§ **Text to read**:
++++
For anyone looking to launch themselves into the mobile catering world, an ice cream van business is an excellent place to start. With a fair amount of flexibility over when and where you trade, decent profit margins, low wastage, and relatively low skill barriers to entry there are plenty of advantages.

2 ice creams touching

That said, if you’re interested in starting your own ice cream van business, it’s a good idea to speak to someone in the know beforehand. Take a look at some of the 20 top tips we’ve put together to get you started in this unique and delicious business.

When it comes to insurance the team at Mobilers really know their stuff. We can arrange insurance for a whole host of ice cream businesses. From ice cream van insurance to market trader insurance, we’ve got policies perfectly suited to your business needs and budget.

1. Remember, it’s not all about ice cream vans

With new state-of-the-art ice cream vans costing around £60,000, a van can be an expensive investment when you’re just starting out. Even a second-hand van will probably cost more than £20,000. However, there are several different options open for those running a mobile ice cream business.

Apart from a van you could also choose another form of transport, such as a trailer, food truck or tricycle with an attached cart. Ice cream bikes can be found for as little as £2,000, making them a great option for the budget conscious. But be aware a van is likely to be much more profitable. Check out our recent blog to find out what vehicles may be best suited in converting to an ice cream van.

After all, with large inbuilt freezers and more space, you can store more stock and offer more variety to your customers.

Another popular option is to invest in a pop-up ice cream stall. Pop-up stalls can be set up at food markets and fairs and other events. If you’re setting one up at a market then ensure you’ve got marker trader insurance to cover you.

It may also be worth assessing the other options that are available to you, maybe starting a mobile coffee business could suit you a bit more. 

2. Children aren’t the only people who love ice cream

Contrary to popular belief, ice cream isn’t just popular with youngsters. It’s also becoming increasingly popular to hire an ice cream van or stall for corporate events, wedding receptions, adult birthday parties and other celebrations.

With the rise of food fairs and food festivals, if you have a particularly enticing USP then these events could also be a real money spinner. For example, serving vegan or gluten-free ice cream could go down a real treat at such foodie events. Check out how much money an ice cream van makes in the UK to see if this may entice you to start up an ice cream van business.

3. Offer unique flavours to keep customers coming back for more

Many ice cream businesses will stick to a hard core of iconic flavours, adding new flavours every now and again to encourage regular customers to try something a bit different. Ice cream is all about customers giving themselves a bit of a treat.

But while they’ll often go for something tried and tested, it’s also possible they’re in the mood for something a little more sophisticated.

Bear this in mind next time you’re considering what to stock.

4. Just because it’s winter, doesn’t mean you need to close

While summer is the height of the ice cream eating year, that doesn’t mean you can’t make a success of any season. Even winter can prove lucrative if you’ve got the right ideas.
++++
§ **Tasks to complete**:
- 1) Show every row that contains the string "hillside", treating uppercase and lowercase as different.
- 2) Carry the ice cream van article further, picking up right after its last sentence.
The ice cream van article and the rows come from separate sources.

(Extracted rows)
++++
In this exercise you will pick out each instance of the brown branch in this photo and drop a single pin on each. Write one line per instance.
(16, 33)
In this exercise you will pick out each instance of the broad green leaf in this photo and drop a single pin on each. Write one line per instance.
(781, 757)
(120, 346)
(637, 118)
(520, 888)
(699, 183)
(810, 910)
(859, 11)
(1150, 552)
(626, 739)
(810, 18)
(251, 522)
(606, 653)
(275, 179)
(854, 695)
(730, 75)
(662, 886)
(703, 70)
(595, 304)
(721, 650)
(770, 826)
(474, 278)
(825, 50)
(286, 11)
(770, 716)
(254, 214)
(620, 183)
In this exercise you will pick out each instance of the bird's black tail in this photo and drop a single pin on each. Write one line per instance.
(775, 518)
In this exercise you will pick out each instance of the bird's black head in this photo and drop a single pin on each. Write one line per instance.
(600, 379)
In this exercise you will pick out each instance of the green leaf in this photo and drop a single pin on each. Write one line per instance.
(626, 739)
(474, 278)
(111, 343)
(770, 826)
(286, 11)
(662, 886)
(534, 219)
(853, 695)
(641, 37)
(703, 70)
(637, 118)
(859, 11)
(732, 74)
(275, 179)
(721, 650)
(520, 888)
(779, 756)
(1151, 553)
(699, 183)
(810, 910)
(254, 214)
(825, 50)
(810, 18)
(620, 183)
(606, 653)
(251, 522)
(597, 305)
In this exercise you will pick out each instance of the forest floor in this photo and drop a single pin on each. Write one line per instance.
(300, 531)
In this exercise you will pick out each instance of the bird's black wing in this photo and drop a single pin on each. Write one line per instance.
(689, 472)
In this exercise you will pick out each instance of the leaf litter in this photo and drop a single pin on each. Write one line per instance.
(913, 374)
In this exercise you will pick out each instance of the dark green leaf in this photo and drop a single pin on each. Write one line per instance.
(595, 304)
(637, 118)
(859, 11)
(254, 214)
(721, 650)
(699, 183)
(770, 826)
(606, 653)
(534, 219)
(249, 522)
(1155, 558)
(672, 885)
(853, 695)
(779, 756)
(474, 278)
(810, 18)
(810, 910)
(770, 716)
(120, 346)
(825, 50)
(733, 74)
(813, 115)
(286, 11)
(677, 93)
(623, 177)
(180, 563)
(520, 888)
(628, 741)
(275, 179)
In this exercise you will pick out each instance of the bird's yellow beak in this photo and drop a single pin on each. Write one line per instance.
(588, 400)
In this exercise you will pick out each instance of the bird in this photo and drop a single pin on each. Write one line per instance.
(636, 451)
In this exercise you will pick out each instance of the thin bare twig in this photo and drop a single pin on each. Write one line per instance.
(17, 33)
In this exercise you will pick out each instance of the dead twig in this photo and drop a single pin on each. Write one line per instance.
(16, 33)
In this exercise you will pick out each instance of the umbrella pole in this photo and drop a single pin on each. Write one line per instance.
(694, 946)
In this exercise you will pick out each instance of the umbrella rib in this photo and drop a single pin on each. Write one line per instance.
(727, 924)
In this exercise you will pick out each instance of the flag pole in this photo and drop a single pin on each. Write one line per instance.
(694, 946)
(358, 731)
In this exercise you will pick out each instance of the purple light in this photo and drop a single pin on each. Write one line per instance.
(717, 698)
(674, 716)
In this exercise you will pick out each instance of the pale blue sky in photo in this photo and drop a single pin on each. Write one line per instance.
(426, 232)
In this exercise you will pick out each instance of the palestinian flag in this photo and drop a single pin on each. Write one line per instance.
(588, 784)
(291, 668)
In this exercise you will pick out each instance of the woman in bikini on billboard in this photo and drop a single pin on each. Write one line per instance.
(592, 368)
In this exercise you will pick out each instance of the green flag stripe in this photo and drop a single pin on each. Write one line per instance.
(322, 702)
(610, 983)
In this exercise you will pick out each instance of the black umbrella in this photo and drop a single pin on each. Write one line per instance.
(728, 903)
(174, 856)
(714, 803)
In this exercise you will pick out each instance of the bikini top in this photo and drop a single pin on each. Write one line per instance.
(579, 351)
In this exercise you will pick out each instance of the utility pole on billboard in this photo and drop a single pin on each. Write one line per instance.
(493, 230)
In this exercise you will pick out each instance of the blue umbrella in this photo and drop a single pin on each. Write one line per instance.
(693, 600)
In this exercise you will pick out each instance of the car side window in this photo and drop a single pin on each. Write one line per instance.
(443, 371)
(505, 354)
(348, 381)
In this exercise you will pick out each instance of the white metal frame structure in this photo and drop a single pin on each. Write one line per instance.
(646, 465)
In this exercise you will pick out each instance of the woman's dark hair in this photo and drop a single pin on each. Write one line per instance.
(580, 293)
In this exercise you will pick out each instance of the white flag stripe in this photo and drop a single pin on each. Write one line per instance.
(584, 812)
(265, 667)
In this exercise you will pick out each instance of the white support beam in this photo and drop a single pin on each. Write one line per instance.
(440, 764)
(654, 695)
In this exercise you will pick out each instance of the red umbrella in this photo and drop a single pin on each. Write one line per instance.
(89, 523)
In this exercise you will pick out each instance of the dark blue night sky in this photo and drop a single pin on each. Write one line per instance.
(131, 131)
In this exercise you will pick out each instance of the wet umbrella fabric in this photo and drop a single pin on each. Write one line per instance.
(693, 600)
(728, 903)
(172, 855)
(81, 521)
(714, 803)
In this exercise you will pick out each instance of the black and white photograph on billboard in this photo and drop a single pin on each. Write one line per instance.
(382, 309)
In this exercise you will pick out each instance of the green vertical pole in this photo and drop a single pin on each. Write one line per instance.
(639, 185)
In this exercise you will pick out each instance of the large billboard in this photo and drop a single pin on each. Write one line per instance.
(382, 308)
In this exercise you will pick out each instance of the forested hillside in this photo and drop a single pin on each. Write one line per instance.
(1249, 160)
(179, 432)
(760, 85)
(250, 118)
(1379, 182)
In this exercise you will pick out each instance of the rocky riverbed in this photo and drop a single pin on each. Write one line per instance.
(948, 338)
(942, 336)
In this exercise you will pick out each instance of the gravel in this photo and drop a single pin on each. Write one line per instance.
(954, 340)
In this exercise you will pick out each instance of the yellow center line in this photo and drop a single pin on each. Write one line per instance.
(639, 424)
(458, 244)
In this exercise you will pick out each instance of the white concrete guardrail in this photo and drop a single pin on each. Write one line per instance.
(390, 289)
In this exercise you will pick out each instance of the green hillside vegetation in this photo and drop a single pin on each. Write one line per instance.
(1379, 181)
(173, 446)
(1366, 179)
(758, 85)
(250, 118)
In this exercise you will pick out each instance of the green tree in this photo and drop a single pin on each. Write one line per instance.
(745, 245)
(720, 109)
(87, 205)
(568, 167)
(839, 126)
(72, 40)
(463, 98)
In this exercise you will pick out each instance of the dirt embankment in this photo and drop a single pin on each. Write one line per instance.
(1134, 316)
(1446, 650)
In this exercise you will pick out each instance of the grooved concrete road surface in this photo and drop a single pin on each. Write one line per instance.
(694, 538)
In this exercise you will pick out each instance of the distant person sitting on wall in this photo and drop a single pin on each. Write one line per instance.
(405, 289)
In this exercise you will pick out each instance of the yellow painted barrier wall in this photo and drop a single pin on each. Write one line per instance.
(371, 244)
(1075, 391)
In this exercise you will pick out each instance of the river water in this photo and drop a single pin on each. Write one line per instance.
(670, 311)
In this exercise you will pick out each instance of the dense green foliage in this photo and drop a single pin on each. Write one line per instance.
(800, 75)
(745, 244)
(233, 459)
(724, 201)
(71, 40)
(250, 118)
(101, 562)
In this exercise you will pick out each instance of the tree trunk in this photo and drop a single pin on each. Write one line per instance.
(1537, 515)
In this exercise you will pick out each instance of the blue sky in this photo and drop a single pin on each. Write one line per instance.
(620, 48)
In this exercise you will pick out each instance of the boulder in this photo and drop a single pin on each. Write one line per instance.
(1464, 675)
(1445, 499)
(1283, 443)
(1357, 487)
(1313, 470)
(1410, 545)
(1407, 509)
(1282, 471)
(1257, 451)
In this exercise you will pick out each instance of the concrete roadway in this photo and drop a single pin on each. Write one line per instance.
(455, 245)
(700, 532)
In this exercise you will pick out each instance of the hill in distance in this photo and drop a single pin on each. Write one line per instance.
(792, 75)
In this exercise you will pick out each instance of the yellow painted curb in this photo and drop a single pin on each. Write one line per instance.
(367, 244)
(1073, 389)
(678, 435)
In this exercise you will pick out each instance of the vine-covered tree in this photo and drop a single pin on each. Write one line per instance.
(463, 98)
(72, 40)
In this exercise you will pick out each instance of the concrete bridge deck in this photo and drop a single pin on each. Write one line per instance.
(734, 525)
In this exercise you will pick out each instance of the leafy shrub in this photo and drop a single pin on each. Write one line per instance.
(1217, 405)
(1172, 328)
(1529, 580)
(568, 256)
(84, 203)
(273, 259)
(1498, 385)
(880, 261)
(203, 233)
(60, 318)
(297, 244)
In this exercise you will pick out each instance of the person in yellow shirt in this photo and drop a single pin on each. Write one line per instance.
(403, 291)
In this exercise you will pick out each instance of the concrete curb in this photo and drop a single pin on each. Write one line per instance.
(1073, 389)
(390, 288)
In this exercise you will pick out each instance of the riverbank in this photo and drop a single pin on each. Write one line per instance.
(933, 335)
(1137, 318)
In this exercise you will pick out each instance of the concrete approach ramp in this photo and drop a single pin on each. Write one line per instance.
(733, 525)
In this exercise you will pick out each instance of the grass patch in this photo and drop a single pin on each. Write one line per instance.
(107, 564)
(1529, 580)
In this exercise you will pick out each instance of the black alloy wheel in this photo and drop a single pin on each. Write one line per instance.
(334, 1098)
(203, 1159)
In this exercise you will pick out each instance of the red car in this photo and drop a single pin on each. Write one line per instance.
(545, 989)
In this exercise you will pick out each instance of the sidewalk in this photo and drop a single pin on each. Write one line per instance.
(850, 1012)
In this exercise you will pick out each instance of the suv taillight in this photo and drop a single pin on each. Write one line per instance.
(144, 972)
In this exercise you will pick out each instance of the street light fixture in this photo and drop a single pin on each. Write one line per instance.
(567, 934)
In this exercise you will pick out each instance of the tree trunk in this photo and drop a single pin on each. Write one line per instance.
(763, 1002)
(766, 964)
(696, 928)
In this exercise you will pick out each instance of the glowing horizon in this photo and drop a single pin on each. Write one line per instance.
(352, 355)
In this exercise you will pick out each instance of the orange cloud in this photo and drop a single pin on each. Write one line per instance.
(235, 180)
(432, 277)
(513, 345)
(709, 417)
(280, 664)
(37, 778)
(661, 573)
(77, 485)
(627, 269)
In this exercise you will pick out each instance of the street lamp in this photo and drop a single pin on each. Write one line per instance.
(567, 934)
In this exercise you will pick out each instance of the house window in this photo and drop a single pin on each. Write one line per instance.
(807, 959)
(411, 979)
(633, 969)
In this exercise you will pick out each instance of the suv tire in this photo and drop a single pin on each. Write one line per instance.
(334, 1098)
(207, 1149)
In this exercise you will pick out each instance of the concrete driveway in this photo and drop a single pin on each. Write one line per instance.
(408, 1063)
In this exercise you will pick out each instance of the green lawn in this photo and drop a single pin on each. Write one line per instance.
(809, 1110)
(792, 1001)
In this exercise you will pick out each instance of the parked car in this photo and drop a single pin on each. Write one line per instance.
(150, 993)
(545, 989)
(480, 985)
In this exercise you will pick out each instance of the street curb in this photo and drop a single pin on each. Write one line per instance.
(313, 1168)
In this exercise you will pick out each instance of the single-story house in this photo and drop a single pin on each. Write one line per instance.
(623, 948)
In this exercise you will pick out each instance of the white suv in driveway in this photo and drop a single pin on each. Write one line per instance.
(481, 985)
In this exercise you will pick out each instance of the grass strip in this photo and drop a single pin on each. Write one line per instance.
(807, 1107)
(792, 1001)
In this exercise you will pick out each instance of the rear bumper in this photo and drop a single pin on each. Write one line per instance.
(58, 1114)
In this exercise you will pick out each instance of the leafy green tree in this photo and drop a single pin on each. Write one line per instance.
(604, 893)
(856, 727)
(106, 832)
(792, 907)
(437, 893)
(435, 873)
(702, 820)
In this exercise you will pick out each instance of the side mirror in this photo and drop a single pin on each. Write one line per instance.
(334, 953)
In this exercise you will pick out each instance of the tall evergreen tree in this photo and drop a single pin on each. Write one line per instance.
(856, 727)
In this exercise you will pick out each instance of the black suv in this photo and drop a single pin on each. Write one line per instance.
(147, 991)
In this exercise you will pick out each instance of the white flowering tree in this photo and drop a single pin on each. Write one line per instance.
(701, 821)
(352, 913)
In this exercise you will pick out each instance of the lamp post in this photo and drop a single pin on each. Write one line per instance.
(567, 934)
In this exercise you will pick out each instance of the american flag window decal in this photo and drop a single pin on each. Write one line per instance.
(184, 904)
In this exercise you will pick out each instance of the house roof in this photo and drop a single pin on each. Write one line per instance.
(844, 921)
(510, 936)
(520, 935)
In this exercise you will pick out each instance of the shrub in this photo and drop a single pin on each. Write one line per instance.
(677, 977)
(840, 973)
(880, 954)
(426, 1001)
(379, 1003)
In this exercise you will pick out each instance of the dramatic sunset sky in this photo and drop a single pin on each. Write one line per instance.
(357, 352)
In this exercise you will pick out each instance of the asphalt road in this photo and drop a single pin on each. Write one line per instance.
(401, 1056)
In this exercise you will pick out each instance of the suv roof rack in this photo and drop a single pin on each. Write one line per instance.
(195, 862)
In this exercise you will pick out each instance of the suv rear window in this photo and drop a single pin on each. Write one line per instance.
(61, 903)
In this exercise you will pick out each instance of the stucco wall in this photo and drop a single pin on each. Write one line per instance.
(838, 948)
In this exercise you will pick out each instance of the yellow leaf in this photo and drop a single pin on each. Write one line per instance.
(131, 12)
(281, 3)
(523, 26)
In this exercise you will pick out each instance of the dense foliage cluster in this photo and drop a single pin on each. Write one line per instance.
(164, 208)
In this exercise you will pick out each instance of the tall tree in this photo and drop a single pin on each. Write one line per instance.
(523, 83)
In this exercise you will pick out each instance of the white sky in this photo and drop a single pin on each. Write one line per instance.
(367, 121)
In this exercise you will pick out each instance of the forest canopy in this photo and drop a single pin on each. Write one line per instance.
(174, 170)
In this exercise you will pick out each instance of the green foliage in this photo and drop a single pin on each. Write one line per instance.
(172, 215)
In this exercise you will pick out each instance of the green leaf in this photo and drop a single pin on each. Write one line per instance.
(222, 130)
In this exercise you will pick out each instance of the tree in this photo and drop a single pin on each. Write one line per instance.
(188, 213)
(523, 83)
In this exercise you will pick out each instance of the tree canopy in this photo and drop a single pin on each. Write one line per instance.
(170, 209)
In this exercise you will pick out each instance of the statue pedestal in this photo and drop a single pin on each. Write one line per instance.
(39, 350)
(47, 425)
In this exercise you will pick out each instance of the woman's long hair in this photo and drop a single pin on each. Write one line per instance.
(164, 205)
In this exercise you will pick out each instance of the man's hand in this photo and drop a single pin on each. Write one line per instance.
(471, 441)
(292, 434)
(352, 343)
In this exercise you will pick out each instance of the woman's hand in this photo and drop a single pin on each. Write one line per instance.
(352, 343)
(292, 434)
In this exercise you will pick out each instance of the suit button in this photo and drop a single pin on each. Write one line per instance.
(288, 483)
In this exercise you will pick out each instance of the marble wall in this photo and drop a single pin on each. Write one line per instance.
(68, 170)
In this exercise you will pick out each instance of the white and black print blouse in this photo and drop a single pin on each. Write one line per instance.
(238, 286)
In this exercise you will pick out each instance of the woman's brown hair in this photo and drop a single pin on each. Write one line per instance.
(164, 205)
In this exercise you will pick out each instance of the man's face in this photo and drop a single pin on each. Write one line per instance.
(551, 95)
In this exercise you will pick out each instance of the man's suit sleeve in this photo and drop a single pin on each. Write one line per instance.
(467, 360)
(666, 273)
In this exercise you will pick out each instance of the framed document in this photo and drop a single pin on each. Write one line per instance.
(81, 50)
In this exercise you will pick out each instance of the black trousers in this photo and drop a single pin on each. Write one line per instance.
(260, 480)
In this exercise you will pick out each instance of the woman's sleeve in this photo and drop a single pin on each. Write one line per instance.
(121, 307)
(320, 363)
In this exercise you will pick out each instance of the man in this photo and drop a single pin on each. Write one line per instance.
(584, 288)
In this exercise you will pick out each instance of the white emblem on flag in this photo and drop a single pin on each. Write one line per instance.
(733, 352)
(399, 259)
++++
§ **Answers to the exercise**:
- 1)
In this exercise you will pick out each instance of the forested hillside in this photo and drop a single pin on each. Write one line per instance.
In this exercise you will pick out each instance of the green hillside vegetation in this photo and drop a single pin on each. Write one line per instance.

- 2)
For example, offering seasonal flavours such as toffee apple or Christmas pudding around Halloween and Christmas could have a big impact on your bottom line in this traditionally quiet period for ice cream sales.

Catering supply specialist Nisbets has an excellent article on how to increase ice cream sales in winter if you’re looking for further tips.

5. Stay ahead of the latest trends

There’s always going to be a place in the nation’s heart for perennial favourites like the faithful ’99. But if you want to stay one step ahead of the competition, you’ll need to find some inspiration in the latest ice cream trends. Foodservice wholesaler Bidfood has an interesting run down of some of the latest trends.

From nostalgic flavours like rhubarb and custard making a comeback to wonderful flavour mash ups there’s plenty to get the taste buds tingling. 

6. Plant-based is here to stay

With the boom in veganism and emphasis on eco-friendly products, there’s plenty of scope for mobile businesses who want to grow in this area. Target environmentally-conscious or health-savvy consumers by supplying specific ice cream products.

For example, you could choose to sell only organic or vegan ice cream and target specific events based on this. Being plant-based doesn’t mean you have to compromise on flavour or quality, there’s some incredibly innovative products now out there.

7. Work out your product range

It isn’t just a question of deciding between soft-serve and hard ice cream. You could also consider serving your ice cream in different cones and with a variety of yummy toppings.

Or perhaps on top of waffles, cookies or pancakes. Or even as part of a luxurious ice cream sandwich!

You may also choose to sell ice lollies, sweets and confectionery, drinks and other snacks. In tough markets it’s a good idea to differentiate yourself from the competition with a niche product offering. For example, offering organic ice cream from a local farm.

Or even your own home-made ice cream could go down very well with the locals looking for something a bit different.

Don’t forget there is a limit to the amount of stock and equipment you can carry, so it’s important to focus on popular items. Never be afraid to try something different, just remember to keep a constant eye on which items sell best.

8. Make sure the price is right

Depending on the products you’re selling and the market you’re operating in, the price you charge can vary considerably. To give you an idea, the average price of a soft-serve ice cream is between £1.50 and £2. Depending on the brand, hard ice cream is generally more expensive than this.

The most expensive ice creams tend to be priced anywhere from £3.50 to £6. Organic and vegan-friendly ice creams tend to command the highest prices.

9. Boost your fan base with a trip to a food festival

Food festivals can attract visitors from far and wide and can introduce your business to a whole range of new customers. Just like finding the right market trader insurance, conducting adequate market research is crucial before committing to a stall.

Always consider the cost of the pitch fees. Some events could charge you hundreds of pounds for a pitch whereas others will charge you a percentage of your sales.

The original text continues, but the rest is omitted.